[Enregistrements issus d'une collecte de données]
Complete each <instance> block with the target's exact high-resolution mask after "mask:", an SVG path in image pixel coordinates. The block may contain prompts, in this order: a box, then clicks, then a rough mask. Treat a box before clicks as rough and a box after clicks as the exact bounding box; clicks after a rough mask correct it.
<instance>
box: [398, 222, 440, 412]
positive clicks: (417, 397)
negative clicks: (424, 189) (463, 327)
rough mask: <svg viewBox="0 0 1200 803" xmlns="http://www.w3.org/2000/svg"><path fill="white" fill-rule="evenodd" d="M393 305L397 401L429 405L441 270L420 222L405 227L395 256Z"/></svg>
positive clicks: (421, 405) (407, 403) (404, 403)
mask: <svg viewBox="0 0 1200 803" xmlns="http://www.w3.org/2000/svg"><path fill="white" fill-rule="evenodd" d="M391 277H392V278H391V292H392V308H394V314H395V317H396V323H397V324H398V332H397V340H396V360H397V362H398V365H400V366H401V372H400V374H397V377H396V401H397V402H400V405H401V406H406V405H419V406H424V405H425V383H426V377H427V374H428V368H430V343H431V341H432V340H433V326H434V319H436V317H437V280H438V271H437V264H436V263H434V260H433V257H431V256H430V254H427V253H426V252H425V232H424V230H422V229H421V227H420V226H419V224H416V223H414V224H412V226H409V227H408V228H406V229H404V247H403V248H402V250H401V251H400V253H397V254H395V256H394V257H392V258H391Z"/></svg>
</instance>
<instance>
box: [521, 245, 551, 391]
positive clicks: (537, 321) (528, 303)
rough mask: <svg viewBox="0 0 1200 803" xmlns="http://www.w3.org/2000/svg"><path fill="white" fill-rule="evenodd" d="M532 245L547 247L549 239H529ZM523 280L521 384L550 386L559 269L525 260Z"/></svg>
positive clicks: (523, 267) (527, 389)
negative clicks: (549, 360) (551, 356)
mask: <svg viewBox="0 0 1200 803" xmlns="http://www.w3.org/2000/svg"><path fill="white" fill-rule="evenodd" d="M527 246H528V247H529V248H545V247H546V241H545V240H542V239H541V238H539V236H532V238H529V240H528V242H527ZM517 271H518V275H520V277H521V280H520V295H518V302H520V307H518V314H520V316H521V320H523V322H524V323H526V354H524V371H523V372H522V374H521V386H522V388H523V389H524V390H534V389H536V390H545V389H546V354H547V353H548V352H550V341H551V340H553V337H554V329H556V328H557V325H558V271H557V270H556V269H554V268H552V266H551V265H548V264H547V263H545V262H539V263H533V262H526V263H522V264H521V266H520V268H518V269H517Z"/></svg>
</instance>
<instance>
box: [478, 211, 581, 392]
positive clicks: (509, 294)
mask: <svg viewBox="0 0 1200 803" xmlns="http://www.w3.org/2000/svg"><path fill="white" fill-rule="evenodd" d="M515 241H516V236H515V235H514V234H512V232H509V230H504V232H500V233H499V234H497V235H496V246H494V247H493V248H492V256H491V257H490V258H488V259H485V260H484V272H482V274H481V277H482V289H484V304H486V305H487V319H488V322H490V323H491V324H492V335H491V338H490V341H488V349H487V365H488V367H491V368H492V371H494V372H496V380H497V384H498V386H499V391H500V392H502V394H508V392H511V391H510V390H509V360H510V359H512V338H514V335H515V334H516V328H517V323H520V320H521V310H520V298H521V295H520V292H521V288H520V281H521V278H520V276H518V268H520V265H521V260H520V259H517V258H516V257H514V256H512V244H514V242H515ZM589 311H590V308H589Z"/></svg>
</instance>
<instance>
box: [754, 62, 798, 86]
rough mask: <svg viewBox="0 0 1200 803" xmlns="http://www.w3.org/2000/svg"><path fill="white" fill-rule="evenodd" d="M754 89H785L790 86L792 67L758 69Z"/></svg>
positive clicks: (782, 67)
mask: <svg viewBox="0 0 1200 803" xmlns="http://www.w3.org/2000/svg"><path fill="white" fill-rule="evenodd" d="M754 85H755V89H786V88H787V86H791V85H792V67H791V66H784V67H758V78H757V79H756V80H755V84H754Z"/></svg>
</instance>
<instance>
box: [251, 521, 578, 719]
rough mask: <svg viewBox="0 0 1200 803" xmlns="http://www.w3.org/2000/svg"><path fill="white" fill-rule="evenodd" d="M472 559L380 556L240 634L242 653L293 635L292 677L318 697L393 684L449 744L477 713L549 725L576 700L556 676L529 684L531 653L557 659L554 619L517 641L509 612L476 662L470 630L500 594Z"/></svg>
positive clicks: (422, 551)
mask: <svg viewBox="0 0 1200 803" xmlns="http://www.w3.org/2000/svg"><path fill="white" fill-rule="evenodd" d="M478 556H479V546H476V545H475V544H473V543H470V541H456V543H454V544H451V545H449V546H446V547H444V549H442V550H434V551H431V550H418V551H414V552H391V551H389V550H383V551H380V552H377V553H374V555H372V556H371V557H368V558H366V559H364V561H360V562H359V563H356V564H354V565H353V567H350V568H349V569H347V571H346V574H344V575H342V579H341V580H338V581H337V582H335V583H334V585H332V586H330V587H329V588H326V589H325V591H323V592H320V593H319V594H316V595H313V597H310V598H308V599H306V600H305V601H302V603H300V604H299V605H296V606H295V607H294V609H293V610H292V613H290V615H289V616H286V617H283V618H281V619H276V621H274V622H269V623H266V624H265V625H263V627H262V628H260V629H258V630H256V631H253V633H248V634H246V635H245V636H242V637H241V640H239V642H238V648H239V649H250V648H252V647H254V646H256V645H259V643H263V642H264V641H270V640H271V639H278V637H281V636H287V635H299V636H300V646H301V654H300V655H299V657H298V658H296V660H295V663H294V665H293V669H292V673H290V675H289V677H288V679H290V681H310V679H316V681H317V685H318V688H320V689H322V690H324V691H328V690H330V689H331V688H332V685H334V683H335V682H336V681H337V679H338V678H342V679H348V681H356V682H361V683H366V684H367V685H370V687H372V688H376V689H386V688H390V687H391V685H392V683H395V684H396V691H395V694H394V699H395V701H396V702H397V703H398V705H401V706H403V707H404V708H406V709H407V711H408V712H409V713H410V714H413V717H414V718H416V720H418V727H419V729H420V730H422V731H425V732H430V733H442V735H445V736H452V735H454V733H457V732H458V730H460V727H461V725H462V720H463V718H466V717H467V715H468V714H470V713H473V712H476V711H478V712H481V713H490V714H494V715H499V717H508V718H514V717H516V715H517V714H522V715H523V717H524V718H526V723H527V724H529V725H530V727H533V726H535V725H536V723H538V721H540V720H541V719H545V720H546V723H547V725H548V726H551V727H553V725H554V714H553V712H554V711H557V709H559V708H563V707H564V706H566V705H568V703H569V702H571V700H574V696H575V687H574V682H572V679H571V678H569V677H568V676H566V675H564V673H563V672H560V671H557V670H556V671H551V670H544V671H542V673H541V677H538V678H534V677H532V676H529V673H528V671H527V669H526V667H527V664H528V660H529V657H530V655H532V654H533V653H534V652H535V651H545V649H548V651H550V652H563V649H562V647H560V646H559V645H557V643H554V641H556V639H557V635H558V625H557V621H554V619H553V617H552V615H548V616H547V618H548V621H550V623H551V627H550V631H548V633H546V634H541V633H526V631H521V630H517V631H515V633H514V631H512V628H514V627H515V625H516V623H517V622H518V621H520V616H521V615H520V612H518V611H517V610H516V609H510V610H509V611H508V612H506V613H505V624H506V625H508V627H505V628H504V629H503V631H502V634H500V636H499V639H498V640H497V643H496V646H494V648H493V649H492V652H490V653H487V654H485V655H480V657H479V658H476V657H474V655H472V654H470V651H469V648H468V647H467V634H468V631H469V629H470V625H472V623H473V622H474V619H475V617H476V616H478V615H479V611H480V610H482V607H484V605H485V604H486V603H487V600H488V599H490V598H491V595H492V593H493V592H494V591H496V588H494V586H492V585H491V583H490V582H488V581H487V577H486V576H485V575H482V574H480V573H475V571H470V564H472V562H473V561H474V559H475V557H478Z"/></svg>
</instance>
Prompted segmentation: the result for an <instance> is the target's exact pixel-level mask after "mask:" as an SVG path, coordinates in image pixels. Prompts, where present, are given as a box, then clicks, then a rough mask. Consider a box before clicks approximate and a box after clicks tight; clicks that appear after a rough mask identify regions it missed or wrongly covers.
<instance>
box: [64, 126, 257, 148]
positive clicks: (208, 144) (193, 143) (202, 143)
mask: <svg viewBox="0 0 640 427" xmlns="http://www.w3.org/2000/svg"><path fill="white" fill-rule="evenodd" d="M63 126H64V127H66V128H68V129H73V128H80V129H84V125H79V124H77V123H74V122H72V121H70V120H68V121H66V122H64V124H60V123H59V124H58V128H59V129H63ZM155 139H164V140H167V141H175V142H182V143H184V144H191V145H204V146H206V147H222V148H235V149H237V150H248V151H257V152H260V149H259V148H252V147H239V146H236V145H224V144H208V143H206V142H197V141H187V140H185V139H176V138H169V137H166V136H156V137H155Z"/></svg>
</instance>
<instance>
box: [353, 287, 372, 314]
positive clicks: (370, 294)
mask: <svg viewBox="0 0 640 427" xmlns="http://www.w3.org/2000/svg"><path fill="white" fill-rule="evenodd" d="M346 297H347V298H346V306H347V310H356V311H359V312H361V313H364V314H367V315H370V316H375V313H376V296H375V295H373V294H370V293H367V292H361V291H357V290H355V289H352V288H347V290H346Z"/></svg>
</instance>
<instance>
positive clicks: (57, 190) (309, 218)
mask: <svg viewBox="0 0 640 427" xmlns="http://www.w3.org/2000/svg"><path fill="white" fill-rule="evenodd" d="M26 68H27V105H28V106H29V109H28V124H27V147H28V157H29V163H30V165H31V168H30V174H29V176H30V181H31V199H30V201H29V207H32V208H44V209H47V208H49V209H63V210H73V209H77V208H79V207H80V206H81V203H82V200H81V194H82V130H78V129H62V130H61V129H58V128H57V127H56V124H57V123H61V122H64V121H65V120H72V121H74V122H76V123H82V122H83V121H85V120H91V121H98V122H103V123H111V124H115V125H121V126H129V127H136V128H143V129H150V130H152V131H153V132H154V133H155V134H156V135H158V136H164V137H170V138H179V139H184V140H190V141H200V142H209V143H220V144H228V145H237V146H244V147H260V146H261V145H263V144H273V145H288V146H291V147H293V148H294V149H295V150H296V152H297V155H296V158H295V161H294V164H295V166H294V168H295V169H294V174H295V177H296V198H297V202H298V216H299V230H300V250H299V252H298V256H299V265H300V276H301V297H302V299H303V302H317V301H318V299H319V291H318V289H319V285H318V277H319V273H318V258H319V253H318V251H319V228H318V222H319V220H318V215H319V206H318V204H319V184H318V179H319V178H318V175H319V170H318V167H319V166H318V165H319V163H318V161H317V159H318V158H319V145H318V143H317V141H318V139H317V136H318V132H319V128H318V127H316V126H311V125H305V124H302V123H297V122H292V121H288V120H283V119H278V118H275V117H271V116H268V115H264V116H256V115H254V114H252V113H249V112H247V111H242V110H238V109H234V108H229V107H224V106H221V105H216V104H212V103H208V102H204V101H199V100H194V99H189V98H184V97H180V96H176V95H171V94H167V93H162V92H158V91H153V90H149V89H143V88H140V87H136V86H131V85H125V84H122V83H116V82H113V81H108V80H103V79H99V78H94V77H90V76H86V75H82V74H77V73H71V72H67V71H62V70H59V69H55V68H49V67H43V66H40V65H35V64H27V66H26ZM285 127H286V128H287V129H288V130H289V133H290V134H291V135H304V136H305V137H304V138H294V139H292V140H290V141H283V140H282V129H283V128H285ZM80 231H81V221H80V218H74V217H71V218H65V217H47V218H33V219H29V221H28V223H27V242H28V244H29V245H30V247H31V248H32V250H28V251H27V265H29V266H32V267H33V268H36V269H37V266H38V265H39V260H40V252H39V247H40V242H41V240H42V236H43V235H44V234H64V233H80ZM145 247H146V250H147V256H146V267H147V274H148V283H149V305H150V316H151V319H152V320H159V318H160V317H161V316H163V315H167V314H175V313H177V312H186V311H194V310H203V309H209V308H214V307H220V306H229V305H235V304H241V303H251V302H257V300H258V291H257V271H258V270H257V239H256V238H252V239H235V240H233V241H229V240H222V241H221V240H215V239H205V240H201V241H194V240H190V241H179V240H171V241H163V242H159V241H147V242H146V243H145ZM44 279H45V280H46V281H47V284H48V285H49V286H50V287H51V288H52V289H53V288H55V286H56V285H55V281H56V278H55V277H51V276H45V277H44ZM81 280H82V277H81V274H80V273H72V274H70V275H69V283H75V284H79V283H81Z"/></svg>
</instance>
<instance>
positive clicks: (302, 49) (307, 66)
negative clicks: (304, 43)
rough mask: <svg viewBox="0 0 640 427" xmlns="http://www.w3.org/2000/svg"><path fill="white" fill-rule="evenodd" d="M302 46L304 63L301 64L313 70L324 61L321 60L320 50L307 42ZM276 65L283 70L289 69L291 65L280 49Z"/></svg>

### CONSIGNE
Repérez dans le listing chaque ligne qui contient le mot « coordinates » et recopiez-la.

### RÉPONSE ATTENDUE
Complete each <instance> block with the target's exact high-resolution mask after "mask:", an SVG path in image pixel coordinates. The block may contain prompts, in this order: a box, then clicks, then a rough mask. Treat a box before clicks as rough and a box after clicks as the exact bounding box; clicks after a rough mask correct it.
Prompted segmentation: the result for an <instance> is the target's exact pixel-level mask after "mask:" as an SVG path, coordinates in image pixels. Prompts, where present, are given as a box, then clicks, then a rough mask. Consider a box before clicks approximate and a box after clicks tight; clicks that appear after a rough mask identify regions it missed or wrongly covers.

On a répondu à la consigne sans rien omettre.